→ **What to do**
Retype every one of the records below line for line without changing a character, and leave the pictures out of your copy.

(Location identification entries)
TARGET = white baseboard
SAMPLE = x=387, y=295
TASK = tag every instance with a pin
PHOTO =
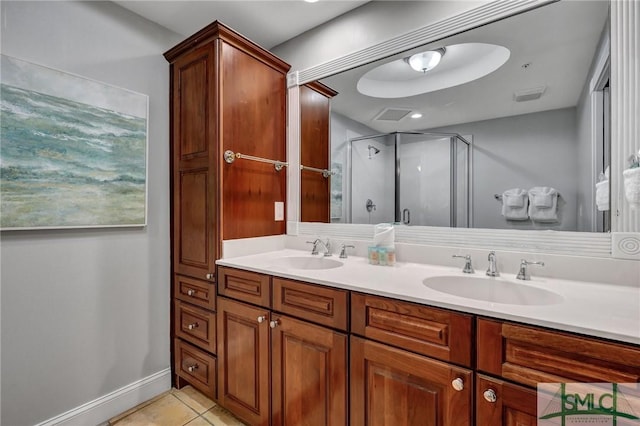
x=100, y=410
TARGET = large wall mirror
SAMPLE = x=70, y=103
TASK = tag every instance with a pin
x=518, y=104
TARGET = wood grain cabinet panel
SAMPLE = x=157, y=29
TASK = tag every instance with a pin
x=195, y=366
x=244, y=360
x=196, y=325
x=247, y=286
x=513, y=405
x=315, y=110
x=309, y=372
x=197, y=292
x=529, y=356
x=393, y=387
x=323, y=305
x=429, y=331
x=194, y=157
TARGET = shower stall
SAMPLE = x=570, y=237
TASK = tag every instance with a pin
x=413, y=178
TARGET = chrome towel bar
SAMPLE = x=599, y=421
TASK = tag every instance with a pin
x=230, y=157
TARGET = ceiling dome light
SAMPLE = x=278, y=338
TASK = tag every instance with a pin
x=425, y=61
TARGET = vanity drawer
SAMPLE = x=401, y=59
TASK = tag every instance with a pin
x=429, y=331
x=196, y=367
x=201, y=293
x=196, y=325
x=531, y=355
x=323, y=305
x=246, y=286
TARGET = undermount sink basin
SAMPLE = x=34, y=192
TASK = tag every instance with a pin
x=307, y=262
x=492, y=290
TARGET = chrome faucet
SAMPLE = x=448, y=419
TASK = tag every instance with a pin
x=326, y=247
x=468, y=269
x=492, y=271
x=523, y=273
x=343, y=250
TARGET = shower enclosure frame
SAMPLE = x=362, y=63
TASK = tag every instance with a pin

→ **Response for this exercise**
TARGET = white baseboard
SAMPLE = x=387, y=295
TASK = tag every instance with a pin
PHOTO =
x=100, y=410
TARGET = large wall mirror
SAMPLE = x=70, y=103
TASK = tag every instance with a pin
x=518, y=104
TARGET = wood grain cabinet panel
SAMPLE = x=157, y=29
TASK = tag every instance with a pin
x=195, y=366
x=244, y=360
x=196, y=325
x=247, y=286
x=513, y=405
x=315, y=110
x=309, y=372
x=197, y=292
x=529, y=356
x=393, y=387
x=323, y=305
x=429, y=331
x=194, y=157
TARGET = shower stall
SAMPLE = x=570, y=237
TASK = tag every instance with a pin
x=413, y=178
TARGET = chrome towel bar
SAMPLE = x=599, y=421
TASK = tag every instance with a pin
x=230, y=157
TARGET = ceiling dome light
SAMPLE = x=278, y=338
TASK = tag every instance with a pin
x=425, y=61
TARGET = vanity drawer
SAMPLE = x=401, y=59
TASK = tag every instance with a pin
x=429, y=331
x=196, y=367
x=201, y=293
x=196, y=325
x=531, y=355
x=323, y=305
x=246, y=286
TARGET = undermount sink basin
SAMPLE = x=34, y=192
TASK = tag every instance with a pin
x=307, y=262
x=492, y=290
TARGET = chrome faucet
SAMPLE = x=448, y=419
TASK = tag every instance with a pin
x=326, y=247
x=468, y=269
x=492, y=271
x=523, y=273
x=343, y=250
TARGET = shower enclosure frame
SAMPLE = x=362, y=63
TASK = tag every instance with a pin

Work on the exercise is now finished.